Some records

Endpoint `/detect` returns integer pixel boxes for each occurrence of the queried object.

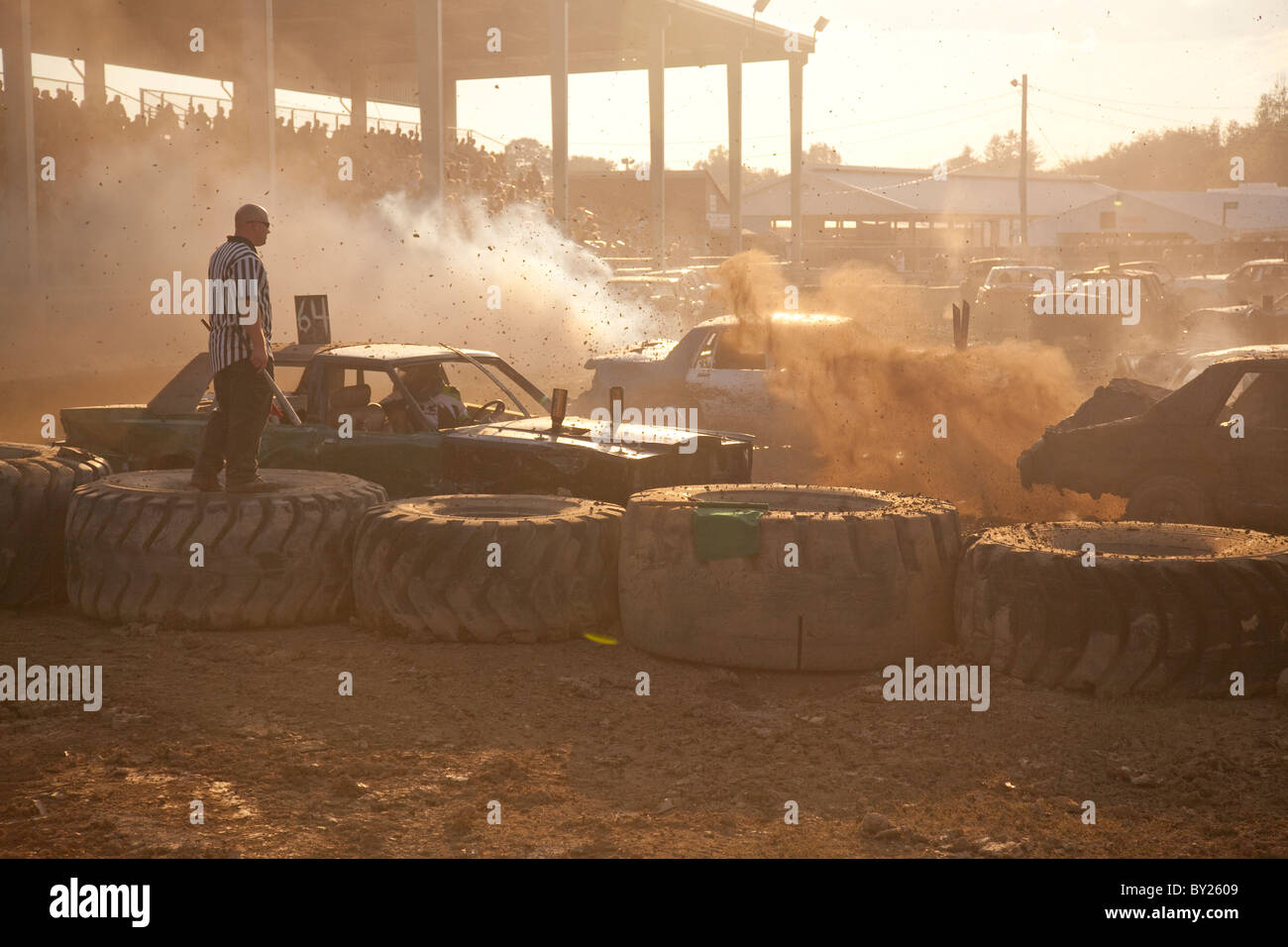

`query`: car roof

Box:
[309,342,499,365]
[691,312,854,331]
[1212,346,1288,368]
[1189,346,1288,362]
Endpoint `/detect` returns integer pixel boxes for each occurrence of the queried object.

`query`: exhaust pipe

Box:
[608,385,626,445]
[550,388,568,438]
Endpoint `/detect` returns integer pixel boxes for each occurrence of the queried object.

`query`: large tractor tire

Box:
[957,522,1288,695]
[0,443,112,608]
[67,471,387,629]
[353,493,622,643]
[618,484,958,672]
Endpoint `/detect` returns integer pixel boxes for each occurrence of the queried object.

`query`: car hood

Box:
[587,339,677,368]
[443,415,751,455]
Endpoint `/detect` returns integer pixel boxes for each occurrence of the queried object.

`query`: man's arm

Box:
[233,254,268,368]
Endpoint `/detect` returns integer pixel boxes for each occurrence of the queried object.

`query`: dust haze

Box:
[721,252,1124,522]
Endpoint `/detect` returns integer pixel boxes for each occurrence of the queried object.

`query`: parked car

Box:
[1017,346,1288,533]
[1182,292,1288,348]
[1225,258,1288,305]
[574,312,851,433]
[61,343,751,504]
[961,257,1024,305]
[970,265,1056,343]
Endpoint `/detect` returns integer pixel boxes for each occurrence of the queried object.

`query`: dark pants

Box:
[193,359,273,483]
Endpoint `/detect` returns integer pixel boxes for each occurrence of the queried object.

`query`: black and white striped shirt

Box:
[206,236,273,371]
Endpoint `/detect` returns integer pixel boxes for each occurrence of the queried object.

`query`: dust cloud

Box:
[0,135,661,441]
[721,254,1122,522]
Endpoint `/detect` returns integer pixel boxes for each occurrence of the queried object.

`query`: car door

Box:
[1218,365,1288,533]
[686,326,770,427]
[318,368,443,497]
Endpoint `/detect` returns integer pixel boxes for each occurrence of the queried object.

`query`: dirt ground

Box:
[0,605,1288,858]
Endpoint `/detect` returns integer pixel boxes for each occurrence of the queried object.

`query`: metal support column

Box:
[233,0,277,203]
[725,48,742,253]
[416,0,443,200]
[0,0,40,283]
[787,53,805,270]
[349,60,368,141]
[443,78,456,151]
[549,0,568,233]
[648,12,669,269]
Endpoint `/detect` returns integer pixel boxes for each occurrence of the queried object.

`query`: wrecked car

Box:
[575,312,851,432]
[61,343,751,504]
[1017,346,1288,532]
[1182,292,1288,348]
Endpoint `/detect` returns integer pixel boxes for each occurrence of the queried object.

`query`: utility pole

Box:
[1020,72,1029,254]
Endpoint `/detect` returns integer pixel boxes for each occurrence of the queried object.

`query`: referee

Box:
[192,204,275,493]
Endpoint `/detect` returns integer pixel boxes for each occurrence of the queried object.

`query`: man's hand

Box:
[250,335,268,368]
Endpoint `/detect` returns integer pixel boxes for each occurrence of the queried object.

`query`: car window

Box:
[441,362,533,414]
[711,333,767,371]
[273,364,305,394]
[693,333,720,368]
[1225,371,1288,428]
[357,368,394,401]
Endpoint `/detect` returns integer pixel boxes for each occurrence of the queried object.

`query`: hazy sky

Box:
[25,0,1288,173]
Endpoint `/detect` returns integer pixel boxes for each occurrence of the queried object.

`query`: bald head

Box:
[233,204,268,246]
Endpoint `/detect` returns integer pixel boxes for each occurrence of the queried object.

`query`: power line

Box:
[1030,119,1068,164]
[834,107,1012,147]
[1029,103,1164,132]
[1029,84,1253,114]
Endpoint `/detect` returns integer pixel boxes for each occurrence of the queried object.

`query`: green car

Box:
[61,343,752,504]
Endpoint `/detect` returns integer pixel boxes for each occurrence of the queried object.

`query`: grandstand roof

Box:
[31,0,814,104]
[743,164,1116,218]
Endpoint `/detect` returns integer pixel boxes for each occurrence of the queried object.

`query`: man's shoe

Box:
[224,476,277,493]
[188,474,223,493]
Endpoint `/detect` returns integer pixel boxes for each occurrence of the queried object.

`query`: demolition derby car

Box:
[576,312,853,432]
[61,342,751,504]
[1017,346,1288,533]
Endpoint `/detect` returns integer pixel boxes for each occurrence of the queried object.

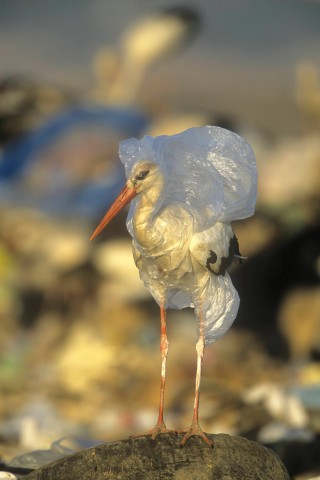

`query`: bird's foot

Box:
[178,422,213,448]
[130,422,175,440]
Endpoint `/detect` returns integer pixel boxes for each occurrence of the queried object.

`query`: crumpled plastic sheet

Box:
[120,126,257,344]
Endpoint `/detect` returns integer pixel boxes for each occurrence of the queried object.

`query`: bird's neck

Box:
[133,178,164,248]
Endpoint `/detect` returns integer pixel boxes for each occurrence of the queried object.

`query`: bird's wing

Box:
[120,126,257,230]
[190,222,240,275]
[190,222,239,344]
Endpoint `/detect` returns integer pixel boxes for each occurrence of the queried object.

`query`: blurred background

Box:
[0,0,320,479]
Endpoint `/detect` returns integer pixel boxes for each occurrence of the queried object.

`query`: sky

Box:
[0,0,320,133]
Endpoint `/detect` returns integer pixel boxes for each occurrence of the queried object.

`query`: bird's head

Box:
[90,160,163,240]
[127,160,162,194]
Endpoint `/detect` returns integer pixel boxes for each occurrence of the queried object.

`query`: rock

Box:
[25,434,289,480]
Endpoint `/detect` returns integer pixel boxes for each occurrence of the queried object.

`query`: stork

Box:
[91,126,257,446]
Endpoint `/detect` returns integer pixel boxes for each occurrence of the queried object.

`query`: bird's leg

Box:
[132,305,172,440]
[180,306,213,447]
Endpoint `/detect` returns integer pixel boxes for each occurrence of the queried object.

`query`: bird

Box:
[90,126,257,446]
[92,5,201,105]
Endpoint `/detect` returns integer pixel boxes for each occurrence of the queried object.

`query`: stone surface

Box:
[25,434,289,480]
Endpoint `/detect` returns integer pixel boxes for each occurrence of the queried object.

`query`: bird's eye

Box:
[134,170,150,180]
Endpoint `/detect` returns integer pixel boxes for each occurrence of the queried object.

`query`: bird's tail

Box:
[195,272,240,345]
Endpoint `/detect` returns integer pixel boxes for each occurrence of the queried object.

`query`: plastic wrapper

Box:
[120,126,257,343]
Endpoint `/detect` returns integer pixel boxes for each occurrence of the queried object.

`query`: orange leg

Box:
[180,306,213,447]
[132,306,172,440]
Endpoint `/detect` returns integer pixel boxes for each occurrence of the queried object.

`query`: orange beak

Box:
[90,185,137,240]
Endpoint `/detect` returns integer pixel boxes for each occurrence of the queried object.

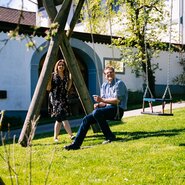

EXERCISE DIRECTIONS: Can you locate every line in the material that contains the string "roof" and copy each of those lines?

RESULT OF THIS EXERCISE:
`query`: car roof
`query`: grandstand roof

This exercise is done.